Excerpts from a detection dataset:
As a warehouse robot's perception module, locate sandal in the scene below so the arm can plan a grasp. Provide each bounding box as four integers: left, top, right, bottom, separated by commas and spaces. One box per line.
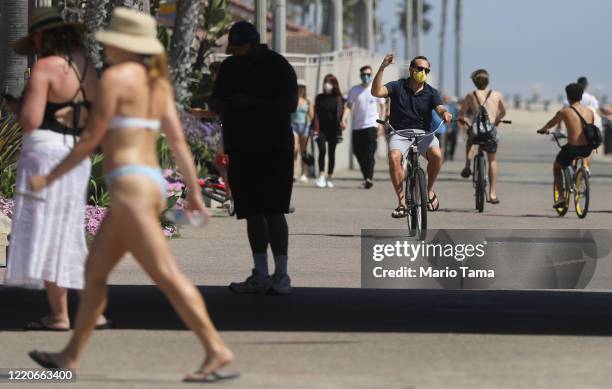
391, 205, 408, 219
427, 192, 440, 212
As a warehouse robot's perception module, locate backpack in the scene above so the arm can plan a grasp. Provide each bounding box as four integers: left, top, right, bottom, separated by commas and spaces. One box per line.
570, 106, 603, 149
470, 91, 495, 143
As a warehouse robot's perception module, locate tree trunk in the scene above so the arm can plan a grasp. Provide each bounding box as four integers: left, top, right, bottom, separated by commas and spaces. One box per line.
455, 0, 461, 97
0, 0, 28, 96
170, 0, 201, 108
438, 0, 448, 93
84, 0, 109, 69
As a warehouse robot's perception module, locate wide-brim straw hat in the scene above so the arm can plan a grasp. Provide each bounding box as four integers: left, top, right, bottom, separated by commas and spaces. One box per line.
96, 7, 165, 55
11, 7, 87, 55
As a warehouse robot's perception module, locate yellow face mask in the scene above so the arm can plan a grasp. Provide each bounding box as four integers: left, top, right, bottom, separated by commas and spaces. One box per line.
412, 70, 427, 83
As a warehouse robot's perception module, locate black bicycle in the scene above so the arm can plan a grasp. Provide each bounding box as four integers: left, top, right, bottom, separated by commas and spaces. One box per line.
472, 120, 512, 212
377, 120, 445, 240
551, 132, 590, 219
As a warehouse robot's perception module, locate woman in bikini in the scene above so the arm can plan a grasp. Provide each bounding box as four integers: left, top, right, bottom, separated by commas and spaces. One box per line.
30, 8, 236, 382
5, 7, 109, 331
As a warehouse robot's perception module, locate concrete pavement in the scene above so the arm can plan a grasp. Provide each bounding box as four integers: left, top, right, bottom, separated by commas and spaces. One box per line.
0, 119, 612, 388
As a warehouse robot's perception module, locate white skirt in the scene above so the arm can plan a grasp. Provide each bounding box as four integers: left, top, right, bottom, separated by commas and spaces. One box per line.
4, 130, 91, 289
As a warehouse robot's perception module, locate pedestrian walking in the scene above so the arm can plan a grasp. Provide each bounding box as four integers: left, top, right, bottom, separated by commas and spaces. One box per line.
346, 65, 385, 189
212, 21, 298, 294
5, 7, 110, 331
291, 80, 313, 183
30, 7, 236, 382
314, 74, 348, 188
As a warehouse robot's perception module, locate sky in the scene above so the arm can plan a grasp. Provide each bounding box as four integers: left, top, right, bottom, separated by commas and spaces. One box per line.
377, 0, 612, 102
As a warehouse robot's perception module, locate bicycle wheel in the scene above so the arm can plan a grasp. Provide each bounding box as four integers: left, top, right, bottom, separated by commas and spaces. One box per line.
475, 155, 485, 212
574, 168, 589, 219
553, 171, 570, 216
404, 169, 416, 236
412, 167, 427, 240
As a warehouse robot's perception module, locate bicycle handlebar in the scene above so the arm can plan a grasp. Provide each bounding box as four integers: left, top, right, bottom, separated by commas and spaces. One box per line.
376, 119, 446, 139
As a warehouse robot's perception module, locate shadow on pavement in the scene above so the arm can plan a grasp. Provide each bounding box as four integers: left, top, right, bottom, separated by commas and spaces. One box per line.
0, 285, 612, 335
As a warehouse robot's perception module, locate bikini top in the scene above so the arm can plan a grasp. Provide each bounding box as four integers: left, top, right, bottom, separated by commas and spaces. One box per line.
40, 58, 91, 136
108, 116, 161, 131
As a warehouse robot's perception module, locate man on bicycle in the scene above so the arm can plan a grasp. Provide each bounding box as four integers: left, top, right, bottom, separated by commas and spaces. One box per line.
372, 54, 452, 218
457, 69, 506, 204
538, 84, 595, 208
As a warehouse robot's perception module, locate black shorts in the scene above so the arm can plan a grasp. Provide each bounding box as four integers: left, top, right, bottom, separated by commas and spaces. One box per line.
467, 127, 499, 154
555, 145, 593, 168
227, 149, 293, 219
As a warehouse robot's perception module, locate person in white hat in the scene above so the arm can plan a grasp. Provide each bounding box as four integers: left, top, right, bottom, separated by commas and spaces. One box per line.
4, 7, 110, 331
30, 8, 237, 382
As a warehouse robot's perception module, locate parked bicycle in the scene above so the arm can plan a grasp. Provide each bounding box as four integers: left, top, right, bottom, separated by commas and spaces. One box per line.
551, 132, 590, 219
377, 120, 445, 240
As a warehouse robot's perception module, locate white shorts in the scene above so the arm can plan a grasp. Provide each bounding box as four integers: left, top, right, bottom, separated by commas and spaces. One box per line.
387, 133, 440, 157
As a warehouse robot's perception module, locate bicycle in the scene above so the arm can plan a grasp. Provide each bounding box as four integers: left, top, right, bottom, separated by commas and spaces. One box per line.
377, 120, 445, 240
472, 120, 512, 212
551, 132, 590, 219
199, 176, 236, 216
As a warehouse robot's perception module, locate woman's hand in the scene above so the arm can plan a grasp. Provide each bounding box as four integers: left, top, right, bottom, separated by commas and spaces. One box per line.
30, 176, 49, 192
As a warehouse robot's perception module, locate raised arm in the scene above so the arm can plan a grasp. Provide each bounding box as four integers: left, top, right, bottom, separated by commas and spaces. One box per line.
15, 61, 49, 133
371, 54, 393, 97
30, 70, 117, 191
537, 111, 563, 134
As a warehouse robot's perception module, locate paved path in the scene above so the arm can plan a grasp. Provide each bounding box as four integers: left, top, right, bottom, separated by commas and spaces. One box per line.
0, 123, 612, 388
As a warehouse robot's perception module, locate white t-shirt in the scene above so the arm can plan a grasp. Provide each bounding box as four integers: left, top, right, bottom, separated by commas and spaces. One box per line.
347, 84, 385, 130
563, 92, 599, 110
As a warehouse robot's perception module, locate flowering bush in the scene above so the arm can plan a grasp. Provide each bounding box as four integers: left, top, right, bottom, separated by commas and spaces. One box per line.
0, 196, 15, 219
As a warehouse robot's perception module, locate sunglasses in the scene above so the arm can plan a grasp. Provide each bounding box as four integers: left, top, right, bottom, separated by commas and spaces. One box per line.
414, 66, 431, 74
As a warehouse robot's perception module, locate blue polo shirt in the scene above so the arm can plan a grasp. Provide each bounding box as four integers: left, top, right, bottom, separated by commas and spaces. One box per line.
385, 78, 442, 131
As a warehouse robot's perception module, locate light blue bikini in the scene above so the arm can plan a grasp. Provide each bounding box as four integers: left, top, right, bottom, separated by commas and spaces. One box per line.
106, 116, 167, 194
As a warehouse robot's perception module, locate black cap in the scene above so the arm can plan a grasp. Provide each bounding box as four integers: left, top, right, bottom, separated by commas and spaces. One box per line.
227, 20, 259, 46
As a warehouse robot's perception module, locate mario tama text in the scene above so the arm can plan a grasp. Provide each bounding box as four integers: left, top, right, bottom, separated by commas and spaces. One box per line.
372, 240, 495, 278
361, 230, 612, 289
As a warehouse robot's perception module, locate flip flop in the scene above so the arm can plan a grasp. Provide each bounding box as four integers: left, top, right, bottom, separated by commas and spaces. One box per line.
183, 371, 240, 384
427, 192, 440, 212
391, 205, 408, 219
94, 319, 117, 331
23, 319, 70, 332
28, 350, 61, 369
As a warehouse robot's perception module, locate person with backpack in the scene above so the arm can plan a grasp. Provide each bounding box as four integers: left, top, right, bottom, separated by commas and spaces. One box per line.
457, 69, 506, 204
537, 83, 602, 208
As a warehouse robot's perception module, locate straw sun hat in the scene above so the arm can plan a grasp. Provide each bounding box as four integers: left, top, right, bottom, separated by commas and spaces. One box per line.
11, 7, 87, 55
96, 7, 165, 55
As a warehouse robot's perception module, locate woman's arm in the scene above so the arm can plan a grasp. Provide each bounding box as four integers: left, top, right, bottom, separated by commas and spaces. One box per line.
30, 69, 117, 191
162, 86, 205, 211
17, 60, 49, 133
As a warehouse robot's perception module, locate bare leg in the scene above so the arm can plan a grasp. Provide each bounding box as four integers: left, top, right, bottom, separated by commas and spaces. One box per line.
553, 162, 565, 200
293, 132, 300, 180
123, 203, 234, 376
389, 150, 406, 207
487, 153, 497, 200
427, 147, 443, 199
41, 281, 70, 329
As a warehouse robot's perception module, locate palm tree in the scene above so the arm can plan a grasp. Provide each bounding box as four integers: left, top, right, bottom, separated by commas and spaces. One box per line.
84, 0, 110, 69
170, 0, 201, 107
0, 0, 28, 96
455, 0, 461, 97
438, 0, 448, 93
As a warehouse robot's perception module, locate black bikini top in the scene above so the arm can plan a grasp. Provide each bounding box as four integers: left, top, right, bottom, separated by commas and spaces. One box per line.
40, 58, 91, 136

Exercise aim: Rewrite the lines from the one containing "As a warehouse robot's perception module, locate raised" through the one containing "537, 111, 563, 134", inclusive, switching "raised arm" to "lifted arm" and keeping everything else the same.

Task result:
As a warehouse robot's perception module, locate lifted arm in the scene above so the arm can plan a grasp. Provide each bounding box as four integers: left, top, right, bottom, separated by commas and spaces. One box per line.
15, 61, 49, 133
371, 54, 393, 97
30, 70, 117, 191
537, 111, 563, 134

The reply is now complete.